--- TO DO ---
In the bark removal thread, what grit of drum sander does CV3 suggest using?

--- SELECTED PASSAGE ---
## Begin
# Bark Removal Issues.



## JRSC (Jul 11, 2017)

I've come into some nice sticks. However, removing the bark has been some work.. The pic I've attached has very easy top layer bark to remove but the inner bark is a beast! I took a good while yesterday whittling it off with a dull knife. Dull actually works better and I don't have to be careful gouging into the wood and making mistakes. I'm the type where I begin to think there has to be an easier way. Any advice is greatly appreciated!


----------



## CV3 (Jan 30, 2014)

A 60 grit drum sander on a electric drill will do a quick job on most bark. I have not done it but some people say they use a pressure washer. For many years I used a small drawknife.. Flex-cut sell a nice one.


----------



## MJC4 (Mar 6, 2014)

I usually take off outer bark with a Flexcut roughing knife. Outer bark I will sand off with an electric palm sander. Final sanding I like to do by hand.


----------



## Rodney (Jun 12, 2015)
## End
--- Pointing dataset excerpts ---
## Begin
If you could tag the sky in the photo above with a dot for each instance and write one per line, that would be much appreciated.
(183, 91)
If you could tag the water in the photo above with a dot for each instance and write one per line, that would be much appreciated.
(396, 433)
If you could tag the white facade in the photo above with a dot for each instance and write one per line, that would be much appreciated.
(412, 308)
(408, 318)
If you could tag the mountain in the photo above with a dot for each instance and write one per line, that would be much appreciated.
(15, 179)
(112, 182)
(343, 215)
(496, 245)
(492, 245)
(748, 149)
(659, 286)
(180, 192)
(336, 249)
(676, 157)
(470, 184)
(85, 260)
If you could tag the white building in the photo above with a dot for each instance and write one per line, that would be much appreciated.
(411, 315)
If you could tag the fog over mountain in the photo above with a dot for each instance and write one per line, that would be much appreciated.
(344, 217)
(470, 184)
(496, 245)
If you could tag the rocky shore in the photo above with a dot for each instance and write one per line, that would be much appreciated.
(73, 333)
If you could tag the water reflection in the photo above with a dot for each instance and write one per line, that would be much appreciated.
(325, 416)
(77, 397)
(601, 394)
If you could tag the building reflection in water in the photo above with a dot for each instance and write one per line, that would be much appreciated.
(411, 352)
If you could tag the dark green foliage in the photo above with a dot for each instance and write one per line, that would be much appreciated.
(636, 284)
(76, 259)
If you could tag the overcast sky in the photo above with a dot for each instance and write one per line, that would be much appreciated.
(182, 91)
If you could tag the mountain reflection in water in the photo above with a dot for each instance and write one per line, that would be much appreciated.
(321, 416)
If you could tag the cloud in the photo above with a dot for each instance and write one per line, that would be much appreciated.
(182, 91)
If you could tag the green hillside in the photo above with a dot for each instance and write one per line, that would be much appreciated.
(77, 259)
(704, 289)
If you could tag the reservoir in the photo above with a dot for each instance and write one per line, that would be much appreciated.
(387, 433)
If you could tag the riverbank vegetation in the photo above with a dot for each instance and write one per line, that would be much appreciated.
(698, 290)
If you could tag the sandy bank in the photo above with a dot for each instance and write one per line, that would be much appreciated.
## End
--- CORRECT RESULT ---
A 60 grit drum sander on an electric drill.